PASSAGE GIVEN
═══

Long-distance travel requires high-power chargers at regular intervals. Larger BESS installations, generally in the range of 0.5–2 MWh, can supply short-duration high-power charging by buffering energy from the grid. This approach supports the development of EV charging corridors and reduces dependence on large transmission or substation upgrades, which typically involve longer lead times.

3. Fleet depots

Fleet depots serving electric buses, logistics vehicles, and last-mile delivery fleets operate on defined schedules with predictable charging demand. BESS can be used to shift charging to off-peak hours, limit peak demand from the grid, and improve reliability where grid capacity is constrained. This model is relevant for large fleet electrification programmes that require coordinated charging without overloading local distribution networks.

4. Aggregated or virtual power plant (VPP) model

Multiple BESS-enabled charging stations can be digitally aggregated and operated as a single resource. Such aggregation enables participation in grid-support functions, including peak load management and demand response, subject to regulatory approval. In India, the commercial viability of this model depends on evolving rules for energy storage participation in power markets and ancillary service mechanisms.

═══

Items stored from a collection
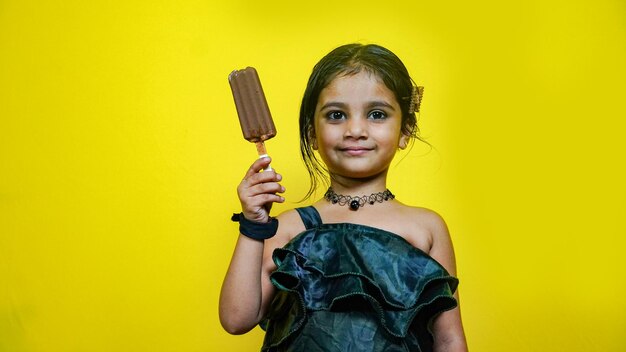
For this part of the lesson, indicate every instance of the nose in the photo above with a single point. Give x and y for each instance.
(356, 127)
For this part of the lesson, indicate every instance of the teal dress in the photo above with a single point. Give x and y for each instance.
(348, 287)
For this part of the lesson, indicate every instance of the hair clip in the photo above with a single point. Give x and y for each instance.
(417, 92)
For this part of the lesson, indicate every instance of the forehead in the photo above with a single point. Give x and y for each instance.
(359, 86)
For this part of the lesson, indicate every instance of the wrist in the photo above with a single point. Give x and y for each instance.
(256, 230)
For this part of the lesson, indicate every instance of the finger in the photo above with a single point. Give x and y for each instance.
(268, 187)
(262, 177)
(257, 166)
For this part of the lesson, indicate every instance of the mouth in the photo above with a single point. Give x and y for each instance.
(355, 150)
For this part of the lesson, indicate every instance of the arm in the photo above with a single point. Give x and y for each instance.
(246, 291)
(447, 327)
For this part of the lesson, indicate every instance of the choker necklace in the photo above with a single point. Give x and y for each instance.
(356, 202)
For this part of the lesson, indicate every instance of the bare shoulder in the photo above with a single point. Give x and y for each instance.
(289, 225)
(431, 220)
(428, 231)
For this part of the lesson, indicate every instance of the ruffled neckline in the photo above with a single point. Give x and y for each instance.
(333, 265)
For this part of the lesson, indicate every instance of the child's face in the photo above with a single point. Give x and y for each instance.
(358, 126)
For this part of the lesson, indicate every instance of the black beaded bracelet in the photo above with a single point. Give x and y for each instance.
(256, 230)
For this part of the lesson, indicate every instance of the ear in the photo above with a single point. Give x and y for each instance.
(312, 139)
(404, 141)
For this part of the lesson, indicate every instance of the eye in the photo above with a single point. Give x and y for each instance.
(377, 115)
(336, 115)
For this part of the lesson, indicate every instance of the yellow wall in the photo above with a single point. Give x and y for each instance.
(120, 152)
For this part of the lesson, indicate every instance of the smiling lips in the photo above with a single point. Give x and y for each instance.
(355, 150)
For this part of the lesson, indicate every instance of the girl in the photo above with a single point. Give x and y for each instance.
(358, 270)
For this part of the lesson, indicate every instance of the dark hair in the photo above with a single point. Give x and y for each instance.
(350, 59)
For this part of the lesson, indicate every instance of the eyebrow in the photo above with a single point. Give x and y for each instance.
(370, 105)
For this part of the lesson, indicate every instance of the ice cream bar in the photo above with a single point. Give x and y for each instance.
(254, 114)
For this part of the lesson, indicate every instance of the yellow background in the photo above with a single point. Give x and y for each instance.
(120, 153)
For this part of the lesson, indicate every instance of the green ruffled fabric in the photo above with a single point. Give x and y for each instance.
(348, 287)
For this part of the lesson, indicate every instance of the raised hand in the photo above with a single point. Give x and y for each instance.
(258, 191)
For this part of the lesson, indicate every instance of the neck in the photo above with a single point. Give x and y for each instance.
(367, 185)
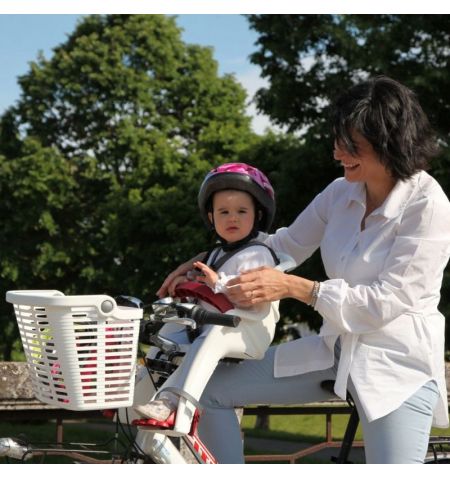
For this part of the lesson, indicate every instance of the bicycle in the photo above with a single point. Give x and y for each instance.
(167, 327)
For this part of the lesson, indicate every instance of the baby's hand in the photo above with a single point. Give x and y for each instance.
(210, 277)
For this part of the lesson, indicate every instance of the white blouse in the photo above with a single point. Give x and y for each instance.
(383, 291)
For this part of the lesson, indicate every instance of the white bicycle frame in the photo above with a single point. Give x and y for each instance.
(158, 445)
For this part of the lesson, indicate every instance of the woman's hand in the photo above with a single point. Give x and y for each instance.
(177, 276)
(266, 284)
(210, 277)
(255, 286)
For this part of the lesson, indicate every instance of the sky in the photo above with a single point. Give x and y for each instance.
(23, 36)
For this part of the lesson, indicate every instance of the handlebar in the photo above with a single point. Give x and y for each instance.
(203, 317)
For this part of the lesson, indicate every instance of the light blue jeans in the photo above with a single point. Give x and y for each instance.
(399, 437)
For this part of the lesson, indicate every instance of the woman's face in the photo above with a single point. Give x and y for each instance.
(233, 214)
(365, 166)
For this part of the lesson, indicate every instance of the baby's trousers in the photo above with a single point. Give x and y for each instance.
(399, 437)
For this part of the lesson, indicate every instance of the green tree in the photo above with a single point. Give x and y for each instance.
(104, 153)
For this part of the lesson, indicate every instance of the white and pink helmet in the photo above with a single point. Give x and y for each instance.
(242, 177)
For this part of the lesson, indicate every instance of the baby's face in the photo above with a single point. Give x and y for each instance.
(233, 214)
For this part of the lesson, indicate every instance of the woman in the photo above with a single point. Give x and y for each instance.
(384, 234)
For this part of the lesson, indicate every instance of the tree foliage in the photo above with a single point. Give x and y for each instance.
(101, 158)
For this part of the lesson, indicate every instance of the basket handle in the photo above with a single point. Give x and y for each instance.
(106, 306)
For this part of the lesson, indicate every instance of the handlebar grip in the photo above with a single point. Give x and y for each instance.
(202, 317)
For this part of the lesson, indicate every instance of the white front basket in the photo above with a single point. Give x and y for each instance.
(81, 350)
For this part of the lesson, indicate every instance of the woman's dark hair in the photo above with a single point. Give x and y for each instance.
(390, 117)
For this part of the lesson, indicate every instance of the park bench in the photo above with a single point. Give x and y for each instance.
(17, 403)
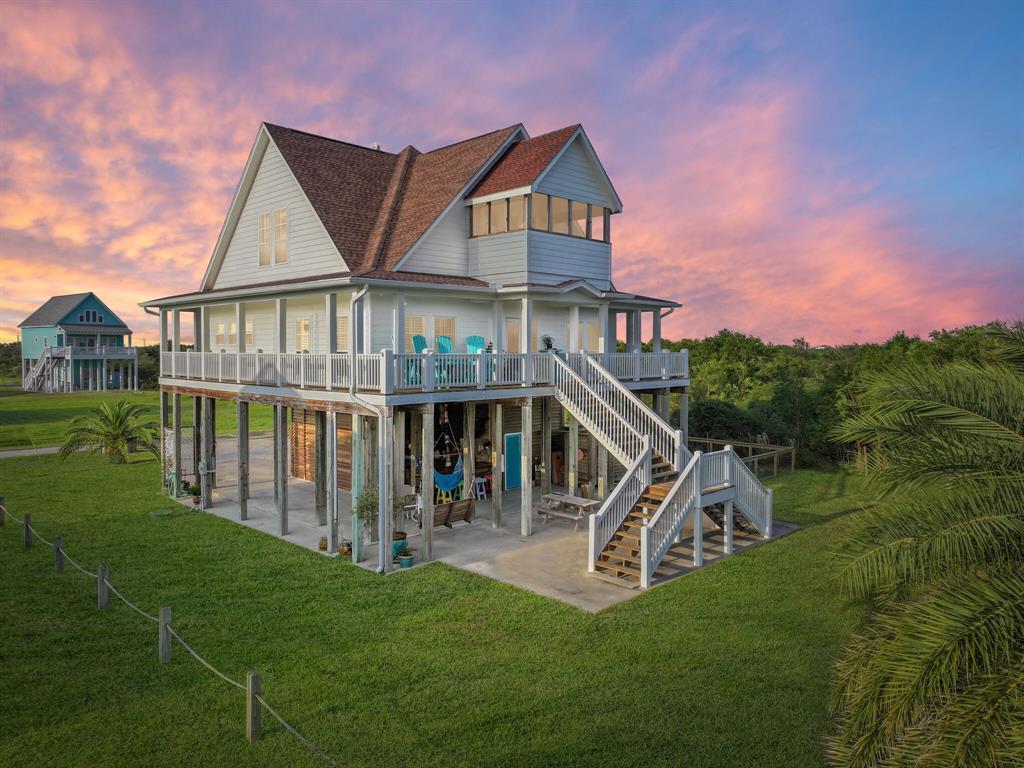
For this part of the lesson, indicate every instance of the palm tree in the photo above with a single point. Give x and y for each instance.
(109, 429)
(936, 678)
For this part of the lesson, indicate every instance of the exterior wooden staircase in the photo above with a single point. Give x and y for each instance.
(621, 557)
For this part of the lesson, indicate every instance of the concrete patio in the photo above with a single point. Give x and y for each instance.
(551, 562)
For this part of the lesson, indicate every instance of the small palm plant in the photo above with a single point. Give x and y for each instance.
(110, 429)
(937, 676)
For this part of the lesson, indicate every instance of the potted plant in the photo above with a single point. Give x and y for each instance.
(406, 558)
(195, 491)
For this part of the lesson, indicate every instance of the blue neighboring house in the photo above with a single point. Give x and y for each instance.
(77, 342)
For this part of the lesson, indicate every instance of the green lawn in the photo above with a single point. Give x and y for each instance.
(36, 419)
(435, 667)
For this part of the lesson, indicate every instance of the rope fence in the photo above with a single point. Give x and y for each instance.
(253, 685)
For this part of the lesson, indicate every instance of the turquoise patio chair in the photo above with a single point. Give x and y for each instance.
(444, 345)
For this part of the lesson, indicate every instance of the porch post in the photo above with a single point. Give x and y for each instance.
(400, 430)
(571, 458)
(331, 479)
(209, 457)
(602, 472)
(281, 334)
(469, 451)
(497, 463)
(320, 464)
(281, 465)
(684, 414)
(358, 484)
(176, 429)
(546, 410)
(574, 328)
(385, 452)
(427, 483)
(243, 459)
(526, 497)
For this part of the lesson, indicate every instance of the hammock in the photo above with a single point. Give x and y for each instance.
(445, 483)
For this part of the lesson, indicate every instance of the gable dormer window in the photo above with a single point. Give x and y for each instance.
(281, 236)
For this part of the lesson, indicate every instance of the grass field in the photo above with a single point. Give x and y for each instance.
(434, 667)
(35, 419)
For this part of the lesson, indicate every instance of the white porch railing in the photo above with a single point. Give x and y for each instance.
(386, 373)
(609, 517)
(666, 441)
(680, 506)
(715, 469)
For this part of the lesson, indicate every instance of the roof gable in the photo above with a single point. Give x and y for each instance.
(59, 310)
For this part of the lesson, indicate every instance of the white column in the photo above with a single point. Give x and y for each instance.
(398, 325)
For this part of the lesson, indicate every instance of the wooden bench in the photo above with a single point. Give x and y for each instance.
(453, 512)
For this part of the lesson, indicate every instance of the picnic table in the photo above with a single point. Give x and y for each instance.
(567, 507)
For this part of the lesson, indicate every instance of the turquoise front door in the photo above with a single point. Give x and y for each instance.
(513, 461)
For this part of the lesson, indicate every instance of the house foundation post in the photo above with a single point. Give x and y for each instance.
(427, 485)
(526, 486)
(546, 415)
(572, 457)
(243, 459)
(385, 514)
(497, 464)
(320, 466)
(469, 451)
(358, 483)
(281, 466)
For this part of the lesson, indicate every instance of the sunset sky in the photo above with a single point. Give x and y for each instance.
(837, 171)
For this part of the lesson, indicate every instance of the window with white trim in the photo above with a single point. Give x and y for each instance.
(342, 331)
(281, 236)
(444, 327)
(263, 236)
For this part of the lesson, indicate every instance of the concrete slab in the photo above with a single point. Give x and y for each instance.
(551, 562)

═══

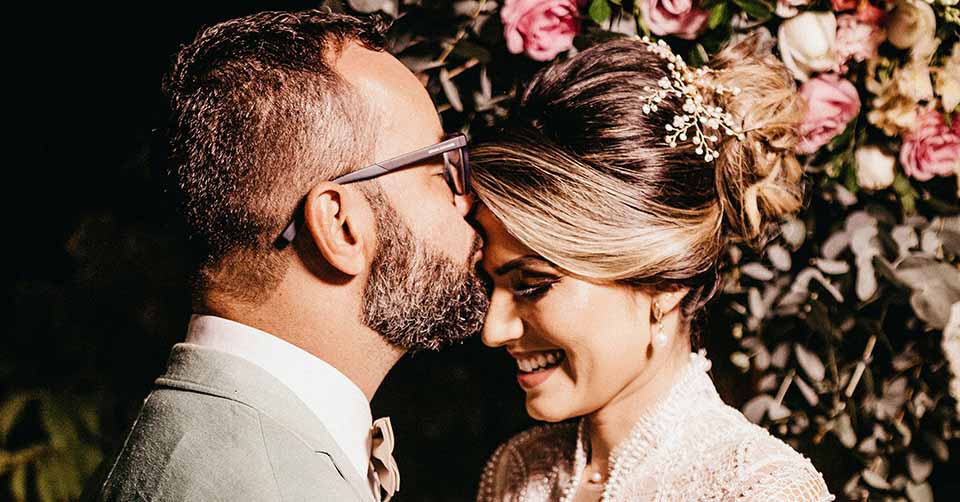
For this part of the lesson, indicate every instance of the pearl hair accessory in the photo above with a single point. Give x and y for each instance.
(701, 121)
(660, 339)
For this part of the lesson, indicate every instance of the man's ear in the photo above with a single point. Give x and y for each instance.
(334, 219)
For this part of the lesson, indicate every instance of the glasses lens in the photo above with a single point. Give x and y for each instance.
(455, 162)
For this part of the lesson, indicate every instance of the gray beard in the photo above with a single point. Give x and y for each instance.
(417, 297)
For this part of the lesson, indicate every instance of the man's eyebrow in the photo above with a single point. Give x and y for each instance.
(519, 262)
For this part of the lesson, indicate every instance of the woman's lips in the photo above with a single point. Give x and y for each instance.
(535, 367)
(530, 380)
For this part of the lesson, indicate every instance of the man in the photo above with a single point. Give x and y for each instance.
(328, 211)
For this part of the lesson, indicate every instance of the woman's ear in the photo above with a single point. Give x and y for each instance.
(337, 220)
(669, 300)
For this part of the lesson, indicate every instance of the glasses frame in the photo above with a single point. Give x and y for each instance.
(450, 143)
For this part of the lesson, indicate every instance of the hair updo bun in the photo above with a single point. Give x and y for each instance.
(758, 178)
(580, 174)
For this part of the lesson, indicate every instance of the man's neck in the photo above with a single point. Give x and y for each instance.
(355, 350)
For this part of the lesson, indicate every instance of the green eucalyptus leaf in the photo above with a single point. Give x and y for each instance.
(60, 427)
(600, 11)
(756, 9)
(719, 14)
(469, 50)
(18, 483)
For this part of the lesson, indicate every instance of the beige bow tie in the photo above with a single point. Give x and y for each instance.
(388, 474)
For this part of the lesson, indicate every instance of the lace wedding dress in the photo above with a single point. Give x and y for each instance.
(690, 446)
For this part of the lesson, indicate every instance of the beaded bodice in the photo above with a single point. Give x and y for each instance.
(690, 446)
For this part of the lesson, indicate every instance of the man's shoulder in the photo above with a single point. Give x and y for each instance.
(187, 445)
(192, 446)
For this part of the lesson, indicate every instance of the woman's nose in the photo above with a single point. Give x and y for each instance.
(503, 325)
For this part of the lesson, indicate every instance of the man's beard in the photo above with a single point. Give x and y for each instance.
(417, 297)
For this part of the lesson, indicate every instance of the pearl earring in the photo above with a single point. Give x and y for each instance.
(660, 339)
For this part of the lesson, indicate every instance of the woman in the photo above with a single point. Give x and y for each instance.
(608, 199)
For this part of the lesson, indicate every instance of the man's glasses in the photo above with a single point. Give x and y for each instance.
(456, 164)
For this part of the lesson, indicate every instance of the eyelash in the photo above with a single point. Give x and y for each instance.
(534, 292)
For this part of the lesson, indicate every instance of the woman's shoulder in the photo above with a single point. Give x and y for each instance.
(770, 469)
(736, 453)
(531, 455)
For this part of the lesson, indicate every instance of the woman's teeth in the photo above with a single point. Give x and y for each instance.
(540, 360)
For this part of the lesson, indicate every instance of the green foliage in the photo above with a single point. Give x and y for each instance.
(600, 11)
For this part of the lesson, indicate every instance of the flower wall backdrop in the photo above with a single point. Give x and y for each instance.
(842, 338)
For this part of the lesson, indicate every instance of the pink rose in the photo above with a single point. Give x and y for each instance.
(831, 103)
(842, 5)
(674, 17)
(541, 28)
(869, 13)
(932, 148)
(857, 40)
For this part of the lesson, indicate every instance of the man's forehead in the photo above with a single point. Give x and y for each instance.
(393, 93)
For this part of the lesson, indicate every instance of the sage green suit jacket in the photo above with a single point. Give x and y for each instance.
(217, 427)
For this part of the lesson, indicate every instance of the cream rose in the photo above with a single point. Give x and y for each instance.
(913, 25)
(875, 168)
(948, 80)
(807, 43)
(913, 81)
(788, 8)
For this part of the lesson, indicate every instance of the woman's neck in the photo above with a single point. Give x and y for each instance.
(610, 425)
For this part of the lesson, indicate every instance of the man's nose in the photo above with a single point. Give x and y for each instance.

═══

EXERCISE 1
Reproduce the stretch of the passage on battery storage for EV charging from "3. Fleet depots" through "local distribution networks.".
EXERCISE 2
Collect every row that contains the word "wooden".

RESPONSE 1
3. Fleet depots

Fleet depots serving electric buses, logistics vehicles, and last-mile delivery fleets operate on defined schedules with predictable charging demand. BESS can be used to shift charging to off-peak hours, limit peak demand from the grid, and improve reliability where grid capacity is constrained. This model is relevant for large fleet electrification programmes that require coordinated charging without overloading local distribution networks.

RESPONSE 2
For this part of the lesson, indicate every instance of the exterior wooden staircase in the photo above with a single point. Give x and y for each instance.
For this part of the lesson, indicate every instance of the wooden bench in the photo above with a single point. Give x and y for each instance.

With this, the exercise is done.